Regulating airway diameter through leptin, which uses the parasympathetic tone to regulate airway diameter, made it possible for researchers to successfully correct bronchoconstriction in obese mice, according to new research published in the online edition of the journal Cell Metabolism.

Leptin is a hormone that plays a key role in energy metabolism, fertility, and bone mass. Its ability to regulate airway diameter could explain why obese people are prone to asthma and suggest that body weight-associated asthma may be relieved with medications that inhibit signaling through the parasympathetic nervous system, which mediates leptin function, according to researchers.

“Our study started with the clinical observation that both obesity and anorexia can lead to asthma,” said the study‚Äôs lead author Gerard Karsenty MD, PhD, a professor of medicine and the chair of genetics and development at Columbia University Medical Center (CUMC). “This led us to suspect that there must be a signal coming from fat cells that somehow affects the lungs – directly or indirectly.”

**Exercise objective**
Rewrite the part of the leptin and asthma text that opens with the words containing "Regulating airway diameter" and closes with "according to researchers.", changing every "obese" to "overweight". The entries that follow play no part in the work on the leptin and asthma text.

**Items stored from a collection**
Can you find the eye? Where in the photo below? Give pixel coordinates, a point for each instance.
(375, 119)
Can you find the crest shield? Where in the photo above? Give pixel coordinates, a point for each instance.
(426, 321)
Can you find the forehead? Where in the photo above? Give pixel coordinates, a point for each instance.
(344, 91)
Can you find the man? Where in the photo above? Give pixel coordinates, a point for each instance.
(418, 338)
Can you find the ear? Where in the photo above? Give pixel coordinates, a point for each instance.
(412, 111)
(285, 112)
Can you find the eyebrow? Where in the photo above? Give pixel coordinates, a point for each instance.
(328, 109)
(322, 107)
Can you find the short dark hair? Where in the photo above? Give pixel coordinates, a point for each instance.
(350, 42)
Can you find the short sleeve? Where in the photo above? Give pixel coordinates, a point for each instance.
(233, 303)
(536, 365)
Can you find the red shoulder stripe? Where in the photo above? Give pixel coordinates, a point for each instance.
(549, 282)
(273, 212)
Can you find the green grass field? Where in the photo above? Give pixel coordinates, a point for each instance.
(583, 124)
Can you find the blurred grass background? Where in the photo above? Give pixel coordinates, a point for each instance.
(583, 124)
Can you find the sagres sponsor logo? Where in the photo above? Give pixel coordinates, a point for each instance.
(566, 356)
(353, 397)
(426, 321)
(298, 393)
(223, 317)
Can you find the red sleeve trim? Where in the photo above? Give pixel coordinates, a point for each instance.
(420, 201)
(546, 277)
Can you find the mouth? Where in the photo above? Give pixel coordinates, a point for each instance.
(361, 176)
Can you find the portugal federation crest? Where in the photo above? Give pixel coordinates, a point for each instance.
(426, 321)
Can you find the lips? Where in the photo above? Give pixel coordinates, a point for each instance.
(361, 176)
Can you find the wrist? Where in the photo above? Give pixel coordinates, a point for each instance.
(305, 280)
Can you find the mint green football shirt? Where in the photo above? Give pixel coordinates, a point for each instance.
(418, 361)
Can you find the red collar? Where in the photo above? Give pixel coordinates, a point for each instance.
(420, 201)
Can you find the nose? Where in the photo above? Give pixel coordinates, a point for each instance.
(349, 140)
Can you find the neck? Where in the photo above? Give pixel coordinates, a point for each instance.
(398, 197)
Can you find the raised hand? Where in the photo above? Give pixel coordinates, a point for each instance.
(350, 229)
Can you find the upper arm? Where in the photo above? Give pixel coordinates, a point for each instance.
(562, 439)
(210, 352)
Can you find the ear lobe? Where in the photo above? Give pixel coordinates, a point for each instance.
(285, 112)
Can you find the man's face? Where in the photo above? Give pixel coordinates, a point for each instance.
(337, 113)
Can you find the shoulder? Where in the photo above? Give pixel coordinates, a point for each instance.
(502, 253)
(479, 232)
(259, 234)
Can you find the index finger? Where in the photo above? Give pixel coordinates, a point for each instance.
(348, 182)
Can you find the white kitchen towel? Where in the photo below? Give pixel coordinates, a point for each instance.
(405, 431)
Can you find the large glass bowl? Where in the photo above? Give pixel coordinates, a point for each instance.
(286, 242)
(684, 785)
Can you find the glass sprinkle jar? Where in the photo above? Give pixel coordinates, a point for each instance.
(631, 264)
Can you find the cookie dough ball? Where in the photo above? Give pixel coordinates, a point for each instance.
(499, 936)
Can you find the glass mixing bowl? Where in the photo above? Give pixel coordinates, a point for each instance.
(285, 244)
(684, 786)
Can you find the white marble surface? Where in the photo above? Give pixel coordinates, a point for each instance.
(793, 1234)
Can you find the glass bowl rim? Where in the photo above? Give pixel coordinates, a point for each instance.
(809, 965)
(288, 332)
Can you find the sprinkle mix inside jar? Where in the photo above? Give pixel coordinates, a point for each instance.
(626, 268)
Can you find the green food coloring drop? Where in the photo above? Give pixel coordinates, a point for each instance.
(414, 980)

**Answer to the exercise**
Regulating airway diameter through leptin, which uses the parasympathetic tone to regulate airway diameter, made it possible for researchers to successfully correct bronchoconstriction in overweight mice, according to new research published in the online edition of the journal Cell Metabolism.

Leptin is a hormone that plays a key role in energy metabolism, fertility, and bone mass. Its ability to regulate airway diameter could explain why overweight people are prone to asthma and suggest that body weight-associated asthma may be relieved with medications that inhibit signaling through the parasympathetic nervous system, which mediates leptin function, according to researchers.